Reproduce the recipe text below in full, without altering any wording, spelling, or punctuation.

→ GIVEN PASSAGE:
+++++
Rumbles from the 80s in the background.. 🙂 Can be only me that has nothing but great memories of this? Every since they stopped producing it, I have been on the constant search to find the best replica in flavor that I could piece together.
You will not be disappointed with this. From the very first bit, I was taken back to a hot summer day with me sitting in the corvette, listening to an 8-track while trying to shovel as much into my mouth as humanly possible before I left for the arcade.
Disclaimer- I must confess, it will not have the ripples like in the photo above unless you have the patients for the aesthetic look. Personally I want it in a hurry, and didn’t want to invest the hour for the ripple as it doesn’t affect the flavor at all. It will look more like this
Let’s get into this shall we?
- 3 1/2 oz / 100g Dark chocolate with stevia like this
- 1 oz / 25g Dark chocolate with stevia
- 4 Egg whites
- 2 cup / 500ml Whipping cream
- 2 tablespoons agave syrup or other optional sweetener of your choice
- 1 teaspoon Vanilla extract
- Start with melting 3 1/2 oz / 100g of chocolate as it needs the most time to prepare.
+++++
Point-per-instance localization data

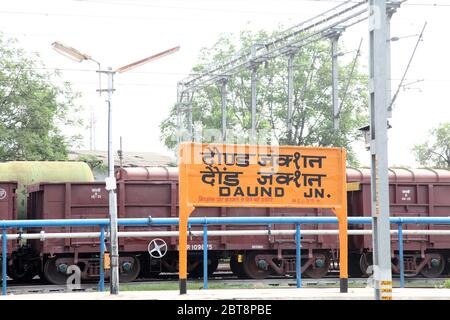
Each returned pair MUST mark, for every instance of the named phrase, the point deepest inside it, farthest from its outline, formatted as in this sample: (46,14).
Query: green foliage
(312,115)
(447,284)
(435,153)
(93,162)
(32,109)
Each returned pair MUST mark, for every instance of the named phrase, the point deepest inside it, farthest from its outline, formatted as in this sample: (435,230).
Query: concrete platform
(244,294)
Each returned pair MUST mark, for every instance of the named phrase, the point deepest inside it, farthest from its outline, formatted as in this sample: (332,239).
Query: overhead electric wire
(407,67)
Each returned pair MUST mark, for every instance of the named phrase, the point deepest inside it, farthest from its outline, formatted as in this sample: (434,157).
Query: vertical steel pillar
(205,256)
(298,257)
(223,93)
(400,255)
(379,157)
(290,95)
(4,258)
(335,80)
(101,285)
(253,104)
(110,186)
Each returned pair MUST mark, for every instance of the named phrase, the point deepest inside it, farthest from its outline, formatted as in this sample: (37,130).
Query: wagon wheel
(129,268)
(21,272)
(319,267)
(255,269)
(52,274)
(237,268)
(435,267)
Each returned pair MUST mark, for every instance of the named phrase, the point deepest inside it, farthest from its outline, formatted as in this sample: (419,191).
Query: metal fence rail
(103,223)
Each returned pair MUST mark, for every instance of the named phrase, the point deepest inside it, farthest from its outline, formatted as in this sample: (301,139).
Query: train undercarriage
(249,264)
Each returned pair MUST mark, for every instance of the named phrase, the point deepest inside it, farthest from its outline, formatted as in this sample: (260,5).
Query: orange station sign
(262,176)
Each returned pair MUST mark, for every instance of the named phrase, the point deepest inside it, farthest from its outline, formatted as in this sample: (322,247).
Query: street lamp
(110,181)
(78,56)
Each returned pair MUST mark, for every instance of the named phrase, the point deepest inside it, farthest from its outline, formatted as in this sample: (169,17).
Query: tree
(435,153)
(32,109)
(312,116)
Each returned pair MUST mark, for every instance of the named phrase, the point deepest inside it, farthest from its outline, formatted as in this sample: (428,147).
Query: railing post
(4,257)
(298,266)
(205,256)
(400,253)
(101,284)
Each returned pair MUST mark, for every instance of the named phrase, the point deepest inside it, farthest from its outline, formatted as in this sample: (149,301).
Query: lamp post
(110,181)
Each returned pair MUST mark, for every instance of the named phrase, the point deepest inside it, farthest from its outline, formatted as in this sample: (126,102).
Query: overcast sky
(118,32)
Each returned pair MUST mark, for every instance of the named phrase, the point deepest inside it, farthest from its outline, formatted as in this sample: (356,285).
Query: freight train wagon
(155,194)
(412,193)
(144,192)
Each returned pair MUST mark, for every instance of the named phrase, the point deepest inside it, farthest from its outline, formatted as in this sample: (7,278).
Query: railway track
(36,286)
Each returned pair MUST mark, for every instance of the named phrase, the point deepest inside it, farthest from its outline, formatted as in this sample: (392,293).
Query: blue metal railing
(103,223)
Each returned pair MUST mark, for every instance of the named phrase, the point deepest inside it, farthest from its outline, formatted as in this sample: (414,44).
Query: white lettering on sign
(96,193)
(3,194)
(406,195)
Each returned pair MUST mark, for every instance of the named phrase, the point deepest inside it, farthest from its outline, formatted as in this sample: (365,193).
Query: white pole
(111,186)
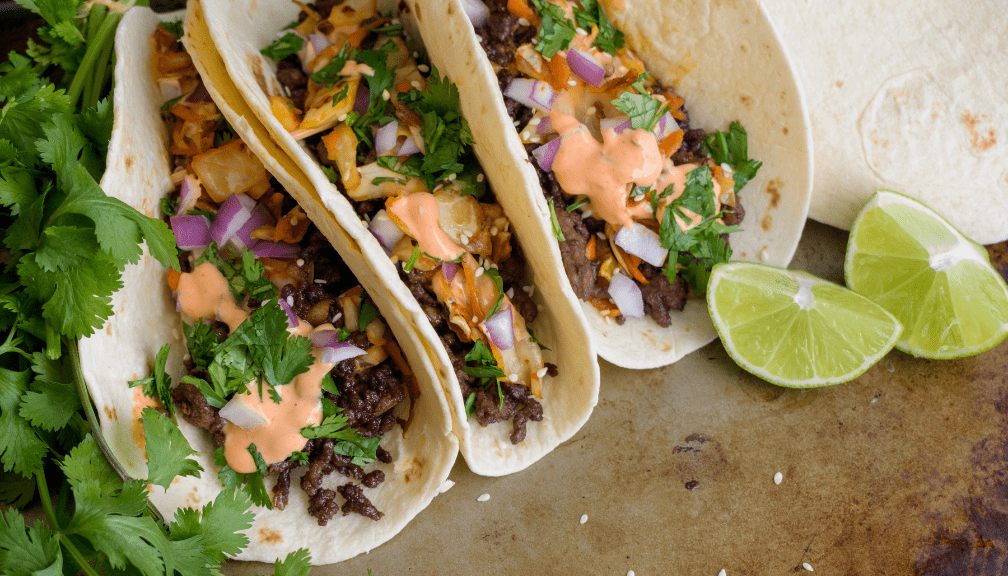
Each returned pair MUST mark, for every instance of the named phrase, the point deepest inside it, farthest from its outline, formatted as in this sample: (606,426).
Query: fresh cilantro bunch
(694,252)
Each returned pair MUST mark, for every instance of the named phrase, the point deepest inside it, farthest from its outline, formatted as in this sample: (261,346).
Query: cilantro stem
(105,36)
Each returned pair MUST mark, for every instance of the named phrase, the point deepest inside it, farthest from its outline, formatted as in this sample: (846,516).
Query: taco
(294,380)
(590,100)
(354,100)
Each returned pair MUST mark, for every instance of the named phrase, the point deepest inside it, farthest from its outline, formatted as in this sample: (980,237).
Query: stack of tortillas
(906,96)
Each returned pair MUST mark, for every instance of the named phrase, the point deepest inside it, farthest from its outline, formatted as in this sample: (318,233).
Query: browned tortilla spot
(978,139)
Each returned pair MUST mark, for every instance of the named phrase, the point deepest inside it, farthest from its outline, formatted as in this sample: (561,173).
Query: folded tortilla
(145,319)
(905,96)
(726,60)
(238,30)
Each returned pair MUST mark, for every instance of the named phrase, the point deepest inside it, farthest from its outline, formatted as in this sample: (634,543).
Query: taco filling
(289,363)
(388,132)
(641,204)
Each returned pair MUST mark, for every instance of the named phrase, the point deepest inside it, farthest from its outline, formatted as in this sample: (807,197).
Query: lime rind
(825,335)
(966,299)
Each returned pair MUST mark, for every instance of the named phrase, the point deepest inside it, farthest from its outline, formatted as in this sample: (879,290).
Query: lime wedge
(793,329)
(938,283)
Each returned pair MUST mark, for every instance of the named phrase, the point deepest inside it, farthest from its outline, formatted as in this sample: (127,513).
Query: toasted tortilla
(726,60)
(145,318)
(905,96)
(239,29)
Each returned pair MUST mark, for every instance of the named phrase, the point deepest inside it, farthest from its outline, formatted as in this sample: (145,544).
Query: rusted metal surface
(902,471)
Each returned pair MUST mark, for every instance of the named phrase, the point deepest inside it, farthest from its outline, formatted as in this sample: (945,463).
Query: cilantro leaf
(609,38)
(297,563)
(289,43)
(733,148)
(555,31)
(158,384)
(167,450)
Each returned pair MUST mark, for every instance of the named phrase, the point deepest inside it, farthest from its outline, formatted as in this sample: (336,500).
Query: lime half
(938,283)
(793,329)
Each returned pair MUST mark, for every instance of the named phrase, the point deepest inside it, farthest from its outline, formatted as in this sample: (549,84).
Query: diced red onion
(191,231)
(319,41)
(450,269)
(386,231)
(545,125)
(641,242)
(232,215)
(242,415)
(270,249)
(477,11)
(586,67)
(385,138)
(408,147)
(617,124)
(545,153)
(500,329)
(665,126)
(291,317)
(626,295)
(363,98)
(531,93)
(191,192)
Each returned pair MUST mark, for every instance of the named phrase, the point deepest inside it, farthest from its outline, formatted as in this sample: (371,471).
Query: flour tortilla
+++++
→ SOLVED PROBLEM:
Rumbles from the 80s in the background.. 🙂 Can be only me that has nothing but great memories of this? Every since they stopped producing it, I have been on the constant search to find the best replica in flavor that I could piece together.
You will not be disappointed with this. From the very first bit, I was taken back to a hot summer day with me sitting in the corvette, listening to an 8-track while trying to shovel as much into my mouth as humanly possible before I left for the arcade.
Disclaimer- I must confess, it will not have the ripples like in the photo above unless you have the patients for the aesthetic look. Personally I want it in a hurry, and didn’t want to invest the hour for the ripple as it doesn’t affect the flavor at all. It will look more like this
Let’s get into this shall we?
- 3 1/2 oz / 100g Dark chocolate with stevia like this
- 1 oz / 25g Dark chocolate with stevia
- 4 Egg whites
- 2 cup / 500ml Whipping cream
- 2 tablespoons agave syrup or other optional sweetener of your choice
- 1 teaspoon Vanilla extract
- Start with melting 3 1/2 oz / 100g of chocolate as it needs the most time to prepare.